## Study text
Experimental Design: Patients with recurrent malignant gliomas received irinotecan as a weekly 90-min i.v. infusion for four consecutive weeks, with additional cycles of treatment repeated every 6 weeks. The starting dose was 125 mg/m2/week for both groups of patients (+/-EIA). Groups of
3 patients were evaluated at each dose level, and the modified continual reassessment method was used for dose adjustments. The plasma pharmacokinetics of irinotecan, its active metabolite, 7-ethyl-10-hydroxy-camptothecin (SN-38), and the glucuronide conjugate of SN-38, SN-38 glucuronide, were determined in all patients during treatment with the first weekly dose.

## What the exercise asks
Please repeat the irinotecan trial text word for word, from "Experimental Design: Patients" up to and including "first weekly dose.".

## Dataset content
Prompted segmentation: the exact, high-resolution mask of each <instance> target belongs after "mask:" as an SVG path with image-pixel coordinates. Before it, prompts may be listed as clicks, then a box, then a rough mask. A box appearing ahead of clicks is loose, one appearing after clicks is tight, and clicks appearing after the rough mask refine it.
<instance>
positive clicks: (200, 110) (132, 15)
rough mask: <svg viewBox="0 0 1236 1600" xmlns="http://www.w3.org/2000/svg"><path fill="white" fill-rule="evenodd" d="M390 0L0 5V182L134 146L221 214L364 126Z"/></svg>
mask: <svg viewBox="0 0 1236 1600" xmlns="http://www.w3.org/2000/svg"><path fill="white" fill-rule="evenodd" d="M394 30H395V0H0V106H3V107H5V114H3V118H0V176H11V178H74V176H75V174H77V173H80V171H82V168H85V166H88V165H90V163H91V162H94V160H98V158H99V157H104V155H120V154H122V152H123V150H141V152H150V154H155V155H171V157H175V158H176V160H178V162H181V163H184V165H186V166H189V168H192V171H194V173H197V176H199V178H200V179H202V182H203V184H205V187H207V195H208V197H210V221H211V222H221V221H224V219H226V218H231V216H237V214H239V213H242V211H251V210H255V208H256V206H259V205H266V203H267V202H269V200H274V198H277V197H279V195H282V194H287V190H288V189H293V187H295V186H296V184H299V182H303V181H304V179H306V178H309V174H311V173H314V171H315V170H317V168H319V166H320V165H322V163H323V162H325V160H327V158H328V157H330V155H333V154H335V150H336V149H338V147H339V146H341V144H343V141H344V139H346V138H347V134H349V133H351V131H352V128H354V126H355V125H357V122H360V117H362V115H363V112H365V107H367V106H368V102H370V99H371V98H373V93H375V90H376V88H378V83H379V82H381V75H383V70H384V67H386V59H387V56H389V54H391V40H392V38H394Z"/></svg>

## Expected output
Experimental Design: Patients with recurrent malignant gliomas received irinotecan as a weekly 90-min i.v. infusion for four consecutive weeks, with additional cycles of treatment repeated every 6 weeks. The starting dose was 125 mg/m2/week for both groups of patients (+/-EIA). Groups of
3 patients were evaluated at each dose level, and the modified continual reassessment method was used for dose adjustments. The plasma pharmacokinetics of irinotecan, its active metabolite, 7-ethyl-10-hydroxy-camptothecin (SN-38), and the glucuronide conjugate of SN-38, SN-38 glucuronide, were determined in all patients during treatment with the first weekly dose.